- **Consigne brève 1**: Dans la liste ci-dessous, recopiez le passage allant de la ligne contenant « Report the position of each instance of the bare » jusqu'à celle contenant « [[472, 163]] », ces deux lignes comprises, consignes incluses. Décalez de 107 chaque coordonnée des réponses, sans modifier les consignes ni leurs modèles de format.

- **Texte cité**:

J-06-86
DROIT COMMERCIAL GENERAL – CESSION DE FONDS DE COMMERCE – OPPOSITION – FORMALITES DE L’OPPOSITION – JURIDICTION COMPETENTE – JUGE DES REFERES (NON).
Une banque, propriétaire de l’immeuble qui abrite un fonds, a formé opposition sur le prix de cession dudit fonds en arguant de ce que l’ancien exploitant du fonds lui était redevable de nombreux loyers.
Saisi par le cédant pour ordonner mainlevée de cette opposition, le juge des référés s’est déclaré incompétent.
Pour confirmer la décision entreprise, la juridiction d’appel a d’abord rejeté comme non fondé le moyen de l’appelant selon lequel l’intimé n’a pas respecté les formalités de l’opposition telles quelles sont prescrites par les articles 128 et 129 de l’A.U. sur le Droit Commercial Général. La Cour d’appel a ensuite statué que le juge des référés ne pouvait ordonner la mainlevée sans se prononcer sur l’existence et l’effectivité de la créance dont se prévaut la société de banque, ce qui préjudicierait au principal déjà pendant devant le juge du fond.

- **Données fournies**:

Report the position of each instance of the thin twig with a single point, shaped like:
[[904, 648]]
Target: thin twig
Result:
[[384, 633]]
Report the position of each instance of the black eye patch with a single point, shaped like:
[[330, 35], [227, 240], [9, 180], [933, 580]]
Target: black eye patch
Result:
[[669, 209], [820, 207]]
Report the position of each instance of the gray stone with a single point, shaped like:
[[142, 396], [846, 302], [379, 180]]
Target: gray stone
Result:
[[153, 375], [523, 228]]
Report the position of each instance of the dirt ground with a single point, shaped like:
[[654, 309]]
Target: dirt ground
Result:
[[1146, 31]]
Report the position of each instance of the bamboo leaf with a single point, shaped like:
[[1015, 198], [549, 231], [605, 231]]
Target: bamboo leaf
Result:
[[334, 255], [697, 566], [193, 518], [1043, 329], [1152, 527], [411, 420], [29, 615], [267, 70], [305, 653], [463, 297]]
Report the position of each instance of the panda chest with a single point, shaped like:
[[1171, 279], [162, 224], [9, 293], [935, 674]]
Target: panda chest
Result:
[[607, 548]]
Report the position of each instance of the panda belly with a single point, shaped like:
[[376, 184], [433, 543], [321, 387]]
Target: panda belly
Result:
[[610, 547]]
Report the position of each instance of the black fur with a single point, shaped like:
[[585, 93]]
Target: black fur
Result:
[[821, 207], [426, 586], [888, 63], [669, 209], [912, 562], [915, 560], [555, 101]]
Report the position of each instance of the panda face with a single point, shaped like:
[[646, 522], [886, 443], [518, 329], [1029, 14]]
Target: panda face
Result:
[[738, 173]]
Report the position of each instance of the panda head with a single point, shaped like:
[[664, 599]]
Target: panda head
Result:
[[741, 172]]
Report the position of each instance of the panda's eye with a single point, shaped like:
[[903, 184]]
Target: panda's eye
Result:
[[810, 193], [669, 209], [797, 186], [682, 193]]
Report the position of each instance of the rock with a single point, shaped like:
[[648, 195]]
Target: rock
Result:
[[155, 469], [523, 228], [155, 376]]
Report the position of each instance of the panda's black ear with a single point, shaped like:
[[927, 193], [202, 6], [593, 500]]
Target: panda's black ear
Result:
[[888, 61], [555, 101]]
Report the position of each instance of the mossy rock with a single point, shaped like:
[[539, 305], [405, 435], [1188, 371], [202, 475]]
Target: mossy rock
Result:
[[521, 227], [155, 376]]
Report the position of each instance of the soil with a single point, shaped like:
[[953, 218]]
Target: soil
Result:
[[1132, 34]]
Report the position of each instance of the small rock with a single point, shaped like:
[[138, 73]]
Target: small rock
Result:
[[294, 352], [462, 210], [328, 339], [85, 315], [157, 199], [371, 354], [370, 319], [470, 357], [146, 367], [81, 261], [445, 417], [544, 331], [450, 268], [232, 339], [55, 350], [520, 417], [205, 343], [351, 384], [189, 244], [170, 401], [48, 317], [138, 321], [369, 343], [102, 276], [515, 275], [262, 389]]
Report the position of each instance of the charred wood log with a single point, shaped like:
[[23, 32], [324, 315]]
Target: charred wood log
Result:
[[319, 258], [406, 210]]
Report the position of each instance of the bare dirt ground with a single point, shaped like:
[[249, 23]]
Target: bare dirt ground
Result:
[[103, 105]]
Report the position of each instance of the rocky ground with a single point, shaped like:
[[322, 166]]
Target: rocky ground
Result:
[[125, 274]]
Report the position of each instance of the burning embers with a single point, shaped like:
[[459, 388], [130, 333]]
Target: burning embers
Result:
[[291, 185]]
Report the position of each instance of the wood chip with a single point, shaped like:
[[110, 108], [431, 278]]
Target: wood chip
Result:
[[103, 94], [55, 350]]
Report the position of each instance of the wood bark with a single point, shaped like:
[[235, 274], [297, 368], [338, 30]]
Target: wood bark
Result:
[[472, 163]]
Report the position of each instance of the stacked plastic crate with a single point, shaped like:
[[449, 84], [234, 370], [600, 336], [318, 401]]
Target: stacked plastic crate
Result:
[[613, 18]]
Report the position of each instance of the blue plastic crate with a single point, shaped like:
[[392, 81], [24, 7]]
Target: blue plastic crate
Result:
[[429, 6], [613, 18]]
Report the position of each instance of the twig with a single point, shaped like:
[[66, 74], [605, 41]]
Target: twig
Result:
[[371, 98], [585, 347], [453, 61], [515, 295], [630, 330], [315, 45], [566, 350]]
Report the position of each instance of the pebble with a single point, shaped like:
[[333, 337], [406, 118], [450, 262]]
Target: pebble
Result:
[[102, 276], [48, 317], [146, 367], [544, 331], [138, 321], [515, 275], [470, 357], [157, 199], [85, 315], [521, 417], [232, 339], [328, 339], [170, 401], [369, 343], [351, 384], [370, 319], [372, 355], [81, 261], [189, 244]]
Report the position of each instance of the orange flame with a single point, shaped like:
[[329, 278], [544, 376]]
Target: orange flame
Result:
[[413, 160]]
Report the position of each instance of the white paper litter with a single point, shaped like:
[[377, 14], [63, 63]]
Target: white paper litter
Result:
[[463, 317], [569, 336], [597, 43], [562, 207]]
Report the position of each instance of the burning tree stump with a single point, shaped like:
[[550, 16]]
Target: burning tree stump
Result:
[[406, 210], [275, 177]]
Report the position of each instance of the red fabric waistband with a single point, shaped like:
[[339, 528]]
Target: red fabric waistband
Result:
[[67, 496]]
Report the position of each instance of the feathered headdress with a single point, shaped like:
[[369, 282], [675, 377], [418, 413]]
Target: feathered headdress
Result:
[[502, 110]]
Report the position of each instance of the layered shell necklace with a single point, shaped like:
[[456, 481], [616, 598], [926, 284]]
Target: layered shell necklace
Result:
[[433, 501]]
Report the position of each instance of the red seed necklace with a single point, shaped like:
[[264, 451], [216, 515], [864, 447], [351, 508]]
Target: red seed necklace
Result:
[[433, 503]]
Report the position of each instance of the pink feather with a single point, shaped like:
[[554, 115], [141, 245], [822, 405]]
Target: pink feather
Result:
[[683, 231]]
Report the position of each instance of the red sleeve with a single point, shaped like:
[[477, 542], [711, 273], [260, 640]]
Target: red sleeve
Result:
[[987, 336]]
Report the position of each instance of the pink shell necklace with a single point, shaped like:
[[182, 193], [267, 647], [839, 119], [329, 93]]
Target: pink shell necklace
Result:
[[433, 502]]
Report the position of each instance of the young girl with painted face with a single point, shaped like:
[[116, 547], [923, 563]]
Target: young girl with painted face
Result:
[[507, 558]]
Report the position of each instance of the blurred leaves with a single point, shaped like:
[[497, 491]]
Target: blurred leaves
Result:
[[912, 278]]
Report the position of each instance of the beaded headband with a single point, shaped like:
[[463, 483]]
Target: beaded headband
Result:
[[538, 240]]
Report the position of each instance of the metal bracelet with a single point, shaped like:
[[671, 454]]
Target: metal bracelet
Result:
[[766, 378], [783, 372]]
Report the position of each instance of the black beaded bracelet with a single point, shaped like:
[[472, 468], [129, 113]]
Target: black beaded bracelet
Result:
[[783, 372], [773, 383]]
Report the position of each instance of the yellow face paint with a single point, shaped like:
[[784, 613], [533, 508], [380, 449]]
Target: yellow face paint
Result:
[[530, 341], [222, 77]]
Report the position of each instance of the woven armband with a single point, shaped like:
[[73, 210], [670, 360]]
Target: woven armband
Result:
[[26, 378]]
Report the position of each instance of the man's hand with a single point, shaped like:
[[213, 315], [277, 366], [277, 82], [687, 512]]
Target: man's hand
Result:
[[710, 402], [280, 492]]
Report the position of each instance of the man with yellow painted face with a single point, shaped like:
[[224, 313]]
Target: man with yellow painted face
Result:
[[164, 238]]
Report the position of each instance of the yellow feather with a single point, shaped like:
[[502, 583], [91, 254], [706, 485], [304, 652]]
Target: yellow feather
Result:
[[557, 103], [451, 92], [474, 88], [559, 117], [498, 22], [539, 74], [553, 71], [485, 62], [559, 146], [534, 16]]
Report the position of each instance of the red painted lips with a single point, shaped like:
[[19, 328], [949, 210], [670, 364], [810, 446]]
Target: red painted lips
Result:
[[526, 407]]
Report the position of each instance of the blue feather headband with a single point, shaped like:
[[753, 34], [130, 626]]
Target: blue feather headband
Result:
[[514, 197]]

- **Consigne brève 2**: Reproduisez fidèlement le passage du texte sur l'opposition à la cession d'un fonds de commerce, depuis « Une banque, propriétaire » jusqu'à « s’est déclaré incompétent. ».

- **Résultat 1**:
Report the position of each instance of the bare dirt ground with a single point, shaped like:
[[249, 23]]
Target: bare dirt ground
Result:
[[210, 212]]
Report the position of each instance of the rocky ground with a single point, shaped like:
[[322, 166]]
Target: rocky ground
Result:
[[232, 381]]
Report the position of each instance of the burning embers with a single point, shaped like:
[[459, 388], [130, 333]]
Target: burning embers
Result:
[[398, 292]]
Report the position of each instance of the wood chip with a single point, shaped like:
[[110, 108], [431, 278]]
Target: wood chip
Result:
[[210, 201], [162, 457]]
Report the position of each instance of the wood bark with a single point, shaped like:
[[235, 274], [297, 368], [338, 30]]
Target: wood bark
Result:
[[579, 270]]

- **Résultat 2**:
Une banque, propriétaire de l’immeuble qui abrite un fonds, a formé opposition sur le prix de cession dudit fonds en arguant de ce que l’ancien exploitant du fonds lui était redevable de nombreux loyers.
Saisi par le cédant pour ordonner mainlevée de cette opposition, le juge des référés s’est déclaré incompétent.